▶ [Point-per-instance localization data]
*-*-*

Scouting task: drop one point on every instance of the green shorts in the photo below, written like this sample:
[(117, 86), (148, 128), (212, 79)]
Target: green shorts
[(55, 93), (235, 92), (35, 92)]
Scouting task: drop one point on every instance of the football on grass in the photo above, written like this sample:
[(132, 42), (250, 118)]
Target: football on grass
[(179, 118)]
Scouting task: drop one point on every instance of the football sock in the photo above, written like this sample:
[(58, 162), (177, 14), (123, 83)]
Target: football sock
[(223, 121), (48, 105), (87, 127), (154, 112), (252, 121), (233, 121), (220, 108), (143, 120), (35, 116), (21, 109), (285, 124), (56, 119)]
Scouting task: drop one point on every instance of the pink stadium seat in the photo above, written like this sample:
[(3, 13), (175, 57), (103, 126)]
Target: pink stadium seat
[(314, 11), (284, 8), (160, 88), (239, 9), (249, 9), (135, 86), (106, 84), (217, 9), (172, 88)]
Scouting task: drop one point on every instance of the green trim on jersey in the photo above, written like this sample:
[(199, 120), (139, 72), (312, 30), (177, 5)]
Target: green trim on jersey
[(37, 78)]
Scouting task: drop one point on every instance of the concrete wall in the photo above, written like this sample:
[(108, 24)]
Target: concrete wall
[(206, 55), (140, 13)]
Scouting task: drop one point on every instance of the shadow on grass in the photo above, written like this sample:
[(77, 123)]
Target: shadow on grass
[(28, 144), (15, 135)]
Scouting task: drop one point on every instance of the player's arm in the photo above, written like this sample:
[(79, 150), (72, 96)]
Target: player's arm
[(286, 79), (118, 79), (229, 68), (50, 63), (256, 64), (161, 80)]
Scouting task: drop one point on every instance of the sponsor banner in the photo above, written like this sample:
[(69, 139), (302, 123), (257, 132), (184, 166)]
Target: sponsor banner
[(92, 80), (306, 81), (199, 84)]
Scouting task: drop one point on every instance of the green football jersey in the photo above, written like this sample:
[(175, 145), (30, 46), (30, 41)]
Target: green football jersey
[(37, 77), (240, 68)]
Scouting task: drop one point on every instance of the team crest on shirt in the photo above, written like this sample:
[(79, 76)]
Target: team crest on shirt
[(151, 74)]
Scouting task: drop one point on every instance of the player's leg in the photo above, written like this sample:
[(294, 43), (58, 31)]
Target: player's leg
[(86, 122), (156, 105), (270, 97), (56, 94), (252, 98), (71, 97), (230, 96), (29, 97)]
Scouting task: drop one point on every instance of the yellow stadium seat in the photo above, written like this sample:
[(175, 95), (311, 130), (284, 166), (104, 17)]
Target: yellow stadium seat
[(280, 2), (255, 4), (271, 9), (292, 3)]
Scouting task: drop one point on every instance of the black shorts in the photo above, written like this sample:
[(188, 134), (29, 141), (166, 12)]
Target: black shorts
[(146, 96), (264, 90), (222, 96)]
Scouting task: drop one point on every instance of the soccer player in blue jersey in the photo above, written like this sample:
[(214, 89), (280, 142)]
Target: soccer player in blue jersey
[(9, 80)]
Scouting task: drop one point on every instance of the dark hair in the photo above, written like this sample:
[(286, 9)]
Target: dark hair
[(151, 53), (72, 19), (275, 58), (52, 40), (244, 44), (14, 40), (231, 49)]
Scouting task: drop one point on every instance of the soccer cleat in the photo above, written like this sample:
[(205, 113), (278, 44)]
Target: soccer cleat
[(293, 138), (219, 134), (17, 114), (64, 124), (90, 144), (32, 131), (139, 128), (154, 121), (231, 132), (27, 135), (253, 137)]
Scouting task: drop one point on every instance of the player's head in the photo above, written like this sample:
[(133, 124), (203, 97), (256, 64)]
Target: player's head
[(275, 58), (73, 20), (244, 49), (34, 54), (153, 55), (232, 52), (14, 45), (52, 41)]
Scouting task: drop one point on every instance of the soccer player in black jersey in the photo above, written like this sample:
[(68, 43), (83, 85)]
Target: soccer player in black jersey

*-*-*

▶ [What needs to be done]
The response should consist of all the entries, copied without any alteration.

▶ [Response to the task]
Scouting task: drop one point on every instance of the green shorts in the photo below, written like this sample:
[(117, 86), (148, 128), (212, 79)]
Target: green shorts
[(55, 93), (235, 92), (35, 92)]
Scouting task: drop one point on every instance of the football on grass in the photo above, written like this sample:
[(132, 42), (250, 118)]
Target: football on grass
[(179, 118)]
Scouting task: drop one point on every instance of the football sock in the photo above, written like this sample:
[(58, 162), (177, 14), (123, 83)]
Target: football sock
[(223, 121), (48, 105), (87, 127), (154, 112), (252, 121), (233, 121), (220, 108), (143, 120), (35, 116), (21, 109), (285, 124), (56, 119)]
Scouting task: drop one point on every instance of the pink stadium seat in the photo above, written like this sample:
[(3, 13), (175, 57), (103, 126)]
Target: pink stadium seat
[(314, 11), (284, 8), (160, 88), (239, 9), (249, 9), (135, 86), (106, 84), (217, 9), (172, 88)]
Scouting task: drop one point on every instance of the green trim on jersey in the photo above, written like this sample:
[(199, 120), (139, 72), (312, 30), (177, 5)]
Target: green trim on jersey
[(37, 78)]
Scouting task: drop one point on every instance of the concrete wall in the photo above, written like this sample:
[(108, 24)]
Target: concrete wall
[(206, 55), (140, 13)]
Scouting task: drop one point on every instance of the shadow on grass in the photo above, written like this sample:
[(77, 123)]
Target: shadow on grass
[(28, 144), (15, 135)]
Scouting task: drop one point on every instance of the player's arm in the photo above, written like this sample:
[(79, 150), (72, 96)]
Target: player's arm
[(286, 79), (118, 79), (229, 68), (50, 63), (256, 64), (161, 80)]
Scouting task: drop one point on every instance of the sponsor banner in the photo above, written like this sample:
[(69, 139), (302, 123), (257, 132), (184, 166)]
Target: sponsor banner
[(92, 80), (306, 81), (199, 84)]
Scouting task: drop one point on every instance of the green football jersey in the photo above, written like this sample:
[(175, 145), (30, 46), (30, 41)]
Target: green football jersey
[(37, 77), (240, 68)]
Scouting task: drop one point on every instance of the team crest on shirt in the photo above, written like this sample:
[(79, 76)]
Target: team crest on shirt
[(151, 74)]
Scouting task: drop one point on every instance of the player's leg in the photo above, written like this sample:
[(294, 43), (58, 31)]
Target: player's leg
[(86, 122), (156, 105), (270, 97), (56, 94), (252, 98), (71, 97), (230, 96), (29, 97)]
Scouting task: drop one point on every instance of the yellow stadium seat in the photo above, written like this sample:
[(175, 95), (311, 130), (284, 166), (104, 17)]
Target: yellow stadium seat
[(280, 2), (255, 4), (271, 9), (292, 3)]
Scouting task: drop one point on every instance of the black shorts in the photo above, written like this sample:
[(188, 134), (29, 141), (166, 12)]
Target: black shorts
[(146, 96), (264, 90), (222, 96)]
Scouting task: drop one point on every instance of the soccer player in blue jersey in the photo above, written like this sample:
[(214, 89), (280, 142)]
Target: soccer player in blue jersey
[(9, 80)]
Scouting task: drop one point on every instance of the dark hair in the photo above, written like this sample:
[(286, 9)]
Target: dark hair
[(151, 53), (72, 19), (275, 58), (52, 40), (244, 44), (14, 40), (231, 49)]
Scouting task: drop one point on every instance of the soccer cleat in the photo above, written like this sample:
[(205, 113), (278, 44)]
Target: soccer cleat
[(293, 138), (219, 134), (17, 114), (64, 124), (90, 144), (32, 131), (139, 128), (154, 121), (231, 132), (27, 135), (253, 137)]
Scouting task: drop one point on every instance of the player's head in the photo above, written like this sample:
[(133, 124), (203, 97), (256, 64)]
Target: player's head
[(275, 58), (73, 20), (244, 49), (34, 54), (153, 55), (232, 52), (14, 45), (52, 41)]
Scouting task: drop one point on every instance of the soccer player in black jersey in the photo above, written like this sample:
[(68, 43), (83, 85)]
Target: soccer player in black jersey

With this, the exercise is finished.